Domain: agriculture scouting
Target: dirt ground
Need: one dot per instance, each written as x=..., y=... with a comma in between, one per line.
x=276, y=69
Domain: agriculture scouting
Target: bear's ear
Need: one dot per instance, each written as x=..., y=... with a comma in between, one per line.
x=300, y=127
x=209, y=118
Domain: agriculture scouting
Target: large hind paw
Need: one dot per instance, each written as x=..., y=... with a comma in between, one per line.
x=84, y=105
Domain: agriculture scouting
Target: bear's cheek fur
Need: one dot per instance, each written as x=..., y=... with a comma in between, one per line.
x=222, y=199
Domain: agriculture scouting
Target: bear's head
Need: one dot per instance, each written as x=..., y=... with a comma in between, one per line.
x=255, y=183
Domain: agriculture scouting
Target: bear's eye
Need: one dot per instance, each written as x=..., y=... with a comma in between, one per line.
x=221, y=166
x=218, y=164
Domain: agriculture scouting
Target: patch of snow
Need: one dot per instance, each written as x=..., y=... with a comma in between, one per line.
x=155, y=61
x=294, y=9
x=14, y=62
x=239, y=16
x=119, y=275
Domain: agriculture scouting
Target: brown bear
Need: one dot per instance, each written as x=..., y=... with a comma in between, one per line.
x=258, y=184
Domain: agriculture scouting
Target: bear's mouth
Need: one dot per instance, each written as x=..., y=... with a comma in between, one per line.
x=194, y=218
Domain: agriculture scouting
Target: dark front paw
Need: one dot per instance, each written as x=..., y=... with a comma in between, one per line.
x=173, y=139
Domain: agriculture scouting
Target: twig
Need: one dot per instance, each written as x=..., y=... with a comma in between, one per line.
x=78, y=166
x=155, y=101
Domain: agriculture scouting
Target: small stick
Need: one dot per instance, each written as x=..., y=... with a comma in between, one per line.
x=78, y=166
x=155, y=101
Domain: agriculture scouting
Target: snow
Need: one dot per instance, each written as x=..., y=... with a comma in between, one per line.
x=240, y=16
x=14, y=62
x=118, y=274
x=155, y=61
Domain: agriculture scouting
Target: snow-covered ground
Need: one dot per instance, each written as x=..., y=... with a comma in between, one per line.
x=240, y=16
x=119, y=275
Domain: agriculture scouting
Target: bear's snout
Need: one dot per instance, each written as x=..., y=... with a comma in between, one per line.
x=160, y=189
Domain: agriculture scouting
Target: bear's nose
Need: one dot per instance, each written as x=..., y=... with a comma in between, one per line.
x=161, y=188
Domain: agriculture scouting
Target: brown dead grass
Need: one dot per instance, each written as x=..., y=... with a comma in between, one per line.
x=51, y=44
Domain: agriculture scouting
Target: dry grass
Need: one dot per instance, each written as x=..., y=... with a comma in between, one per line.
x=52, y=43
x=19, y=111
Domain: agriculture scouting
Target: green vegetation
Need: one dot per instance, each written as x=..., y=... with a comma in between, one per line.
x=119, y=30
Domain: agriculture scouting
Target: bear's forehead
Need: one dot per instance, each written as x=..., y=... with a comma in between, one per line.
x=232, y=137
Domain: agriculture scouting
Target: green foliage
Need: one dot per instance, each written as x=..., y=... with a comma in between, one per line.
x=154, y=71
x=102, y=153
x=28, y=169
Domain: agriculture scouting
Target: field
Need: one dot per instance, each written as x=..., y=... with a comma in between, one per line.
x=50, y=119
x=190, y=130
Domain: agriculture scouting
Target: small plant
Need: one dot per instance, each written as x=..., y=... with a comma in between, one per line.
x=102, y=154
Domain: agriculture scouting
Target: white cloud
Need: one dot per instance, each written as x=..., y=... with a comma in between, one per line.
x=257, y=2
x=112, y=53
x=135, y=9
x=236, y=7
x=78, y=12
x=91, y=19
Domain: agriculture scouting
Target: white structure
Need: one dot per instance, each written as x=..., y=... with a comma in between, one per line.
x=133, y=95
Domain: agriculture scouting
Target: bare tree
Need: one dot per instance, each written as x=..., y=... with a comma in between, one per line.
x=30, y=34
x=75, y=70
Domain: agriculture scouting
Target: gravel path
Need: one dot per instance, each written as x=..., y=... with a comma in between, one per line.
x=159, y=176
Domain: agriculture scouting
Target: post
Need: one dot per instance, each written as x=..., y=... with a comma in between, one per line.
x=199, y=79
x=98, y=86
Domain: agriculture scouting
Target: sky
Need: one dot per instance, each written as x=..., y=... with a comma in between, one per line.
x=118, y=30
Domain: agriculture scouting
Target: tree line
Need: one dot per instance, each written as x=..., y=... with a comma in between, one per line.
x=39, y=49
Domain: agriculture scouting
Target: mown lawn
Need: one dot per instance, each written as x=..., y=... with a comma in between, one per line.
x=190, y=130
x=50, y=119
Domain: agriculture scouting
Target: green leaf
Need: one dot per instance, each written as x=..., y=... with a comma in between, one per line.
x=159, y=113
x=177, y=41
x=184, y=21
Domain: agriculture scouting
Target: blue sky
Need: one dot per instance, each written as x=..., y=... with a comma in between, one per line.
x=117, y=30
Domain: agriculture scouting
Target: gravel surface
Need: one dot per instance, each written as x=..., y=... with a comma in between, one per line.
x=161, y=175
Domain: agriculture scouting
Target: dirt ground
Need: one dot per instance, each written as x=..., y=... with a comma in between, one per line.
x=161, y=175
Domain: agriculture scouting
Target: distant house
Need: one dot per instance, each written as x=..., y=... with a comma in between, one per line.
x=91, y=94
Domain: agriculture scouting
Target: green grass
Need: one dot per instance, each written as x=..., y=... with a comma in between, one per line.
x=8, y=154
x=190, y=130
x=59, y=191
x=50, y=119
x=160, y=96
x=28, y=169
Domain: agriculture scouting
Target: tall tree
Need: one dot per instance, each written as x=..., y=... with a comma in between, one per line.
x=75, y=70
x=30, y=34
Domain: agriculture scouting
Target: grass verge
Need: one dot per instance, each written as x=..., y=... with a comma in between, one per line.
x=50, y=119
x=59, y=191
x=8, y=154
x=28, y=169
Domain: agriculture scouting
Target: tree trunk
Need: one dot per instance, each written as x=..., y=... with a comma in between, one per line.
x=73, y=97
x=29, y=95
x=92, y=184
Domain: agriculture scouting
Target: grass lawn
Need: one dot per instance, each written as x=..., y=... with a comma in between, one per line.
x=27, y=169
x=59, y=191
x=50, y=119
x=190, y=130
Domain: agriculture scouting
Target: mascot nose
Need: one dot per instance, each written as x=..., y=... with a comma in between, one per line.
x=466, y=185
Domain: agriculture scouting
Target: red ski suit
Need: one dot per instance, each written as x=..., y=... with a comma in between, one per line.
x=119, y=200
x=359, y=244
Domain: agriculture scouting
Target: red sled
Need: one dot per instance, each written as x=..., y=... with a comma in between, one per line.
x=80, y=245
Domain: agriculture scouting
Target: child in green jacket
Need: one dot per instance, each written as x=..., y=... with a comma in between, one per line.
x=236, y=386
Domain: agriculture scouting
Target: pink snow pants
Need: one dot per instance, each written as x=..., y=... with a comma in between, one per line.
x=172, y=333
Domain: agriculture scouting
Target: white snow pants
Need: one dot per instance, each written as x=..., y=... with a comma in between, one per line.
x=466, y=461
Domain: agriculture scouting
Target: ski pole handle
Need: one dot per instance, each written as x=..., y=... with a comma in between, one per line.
== == ==
» **TASK**
Pull each line that includes the word "nose" out of the material above.

» **WORKED SOLUTION**
Target: bear's nose
Target: mascot nose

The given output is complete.